Work required >>
Pull out every line with the word "window" from the entries below.

[Source data]

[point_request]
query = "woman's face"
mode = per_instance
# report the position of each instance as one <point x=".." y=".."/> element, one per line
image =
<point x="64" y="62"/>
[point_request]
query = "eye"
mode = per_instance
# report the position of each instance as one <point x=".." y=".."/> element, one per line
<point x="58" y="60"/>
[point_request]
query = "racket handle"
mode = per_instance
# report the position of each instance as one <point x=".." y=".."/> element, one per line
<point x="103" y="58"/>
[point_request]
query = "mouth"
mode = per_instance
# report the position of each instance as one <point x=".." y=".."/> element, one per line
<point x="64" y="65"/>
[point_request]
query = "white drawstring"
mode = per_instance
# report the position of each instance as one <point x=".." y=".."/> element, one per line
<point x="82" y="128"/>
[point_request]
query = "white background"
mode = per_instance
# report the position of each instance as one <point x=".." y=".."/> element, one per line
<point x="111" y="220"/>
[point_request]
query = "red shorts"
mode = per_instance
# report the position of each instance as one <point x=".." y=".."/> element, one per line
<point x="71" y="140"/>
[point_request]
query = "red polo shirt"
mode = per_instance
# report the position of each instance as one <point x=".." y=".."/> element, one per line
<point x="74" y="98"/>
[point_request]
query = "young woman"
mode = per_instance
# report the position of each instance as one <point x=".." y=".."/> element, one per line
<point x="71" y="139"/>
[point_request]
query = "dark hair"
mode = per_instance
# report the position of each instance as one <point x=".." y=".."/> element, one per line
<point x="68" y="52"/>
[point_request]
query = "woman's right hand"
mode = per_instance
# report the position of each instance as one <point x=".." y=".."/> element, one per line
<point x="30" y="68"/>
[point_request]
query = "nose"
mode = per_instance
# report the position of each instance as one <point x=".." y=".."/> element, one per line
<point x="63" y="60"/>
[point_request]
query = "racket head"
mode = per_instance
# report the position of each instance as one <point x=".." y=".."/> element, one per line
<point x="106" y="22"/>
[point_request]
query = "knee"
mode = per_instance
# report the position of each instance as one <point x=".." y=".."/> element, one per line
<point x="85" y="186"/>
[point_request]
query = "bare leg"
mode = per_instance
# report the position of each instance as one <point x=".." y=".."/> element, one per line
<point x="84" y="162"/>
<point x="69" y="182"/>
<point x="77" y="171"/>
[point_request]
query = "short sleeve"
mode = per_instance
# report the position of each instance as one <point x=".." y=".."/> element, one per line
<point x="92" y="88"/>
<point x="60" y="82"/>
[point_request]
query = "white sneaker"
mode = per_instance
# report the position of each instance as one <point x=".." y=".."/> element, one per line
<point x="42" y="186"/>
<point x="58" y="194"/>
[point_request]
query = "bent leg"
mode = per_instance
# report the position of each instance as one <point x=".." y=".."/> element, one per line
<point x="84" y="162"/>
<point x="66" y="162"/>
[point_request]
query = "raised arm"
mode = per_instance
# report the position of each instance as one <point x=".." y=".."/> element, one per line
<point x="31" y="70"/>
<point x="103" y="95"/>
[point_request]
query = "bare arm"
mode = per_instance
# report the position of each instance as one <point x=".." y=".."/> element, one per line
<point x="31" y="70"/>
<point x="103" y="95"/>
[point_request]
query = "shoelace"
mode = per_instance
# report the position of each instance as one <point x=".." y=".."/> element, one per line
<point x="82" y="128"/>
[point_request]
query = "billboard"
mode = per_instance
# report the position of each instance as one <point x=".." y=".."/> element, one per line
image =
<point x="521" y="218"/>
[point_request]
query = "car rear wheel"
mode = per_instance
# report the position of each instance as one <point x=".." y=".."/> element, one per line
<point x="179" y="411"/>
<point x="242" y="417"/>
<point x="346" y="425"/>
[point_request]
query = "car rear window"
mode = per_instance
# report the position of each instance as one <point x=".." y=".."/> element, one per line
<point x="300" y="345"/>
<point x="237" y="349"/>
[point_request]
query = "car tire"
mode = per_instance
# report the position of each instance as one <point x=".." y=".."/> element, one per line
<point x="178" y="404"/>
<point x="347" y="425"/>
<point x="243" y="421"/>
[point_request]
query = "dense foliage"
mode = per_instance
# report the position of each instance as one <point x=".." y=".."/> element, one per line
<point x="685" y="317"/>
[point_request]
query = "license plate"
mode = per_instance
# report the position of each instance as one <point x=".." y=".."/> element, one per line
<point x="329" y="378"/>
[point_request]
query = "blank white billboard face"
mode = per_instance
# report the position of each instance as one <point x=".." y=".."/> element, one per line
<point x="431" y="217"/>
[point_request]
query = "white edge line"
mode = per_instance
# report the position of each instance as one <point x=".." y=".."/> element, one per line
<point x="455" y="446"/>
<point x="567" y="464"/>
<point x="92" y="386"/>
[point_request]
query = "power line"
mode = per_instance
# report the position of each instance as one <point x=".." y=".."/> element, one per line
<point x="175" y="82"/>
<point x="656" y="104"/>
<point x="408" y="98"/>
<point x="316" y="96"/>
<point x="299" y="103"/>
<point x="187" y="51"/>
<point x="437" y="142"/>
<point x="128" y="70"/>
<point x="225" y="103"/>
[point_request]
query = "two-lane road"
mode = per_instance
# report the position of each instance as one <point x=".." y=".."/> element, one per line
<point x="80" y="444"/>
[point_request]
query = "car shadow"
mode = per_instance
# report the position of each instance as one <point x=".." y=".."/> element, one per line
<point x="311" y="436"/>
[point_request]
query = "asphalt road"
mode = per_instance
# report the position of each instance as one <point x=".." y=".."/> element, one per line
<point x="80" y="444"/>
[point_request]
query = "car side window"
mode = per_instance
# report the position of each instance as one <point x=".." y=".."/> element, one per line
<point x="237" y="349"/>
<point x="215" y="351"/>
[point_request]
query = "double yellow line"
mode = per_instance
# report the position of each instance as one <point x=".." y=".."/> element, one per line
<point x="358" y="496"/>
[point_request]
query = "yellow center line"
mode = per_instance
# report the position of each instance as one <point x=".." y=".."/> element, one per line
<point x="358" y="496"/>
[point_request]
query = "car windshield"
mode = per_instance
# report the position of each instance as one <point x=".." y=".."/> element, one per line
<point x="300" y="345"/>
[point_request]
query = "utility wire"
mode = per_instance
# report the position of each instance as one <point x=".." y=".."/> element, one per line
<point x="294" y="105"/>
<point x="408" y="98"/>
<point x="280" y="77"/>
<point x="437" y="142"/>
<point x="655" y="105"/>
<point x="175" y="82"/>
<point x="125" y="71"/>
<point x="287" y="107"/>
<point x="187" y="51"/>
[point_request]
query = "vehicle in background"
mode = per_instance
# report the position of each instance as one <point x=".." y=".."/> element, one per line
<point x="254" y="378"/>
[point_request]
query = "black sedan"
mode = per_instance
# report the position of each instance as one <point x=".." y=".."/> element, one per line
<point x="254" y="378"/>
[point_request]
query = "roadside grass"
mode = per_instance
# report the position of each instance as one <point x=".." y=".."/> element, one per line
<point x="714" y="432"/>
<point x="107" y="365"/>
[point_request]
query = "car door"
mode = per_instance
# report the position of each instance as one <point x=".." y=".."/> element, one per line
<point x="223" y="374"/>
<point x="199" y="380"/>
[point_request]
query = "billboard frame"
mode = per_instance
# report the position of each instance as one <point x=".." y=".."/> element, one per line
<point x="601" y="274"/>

Expected output >>
query = "car rear window"
query = "car side window"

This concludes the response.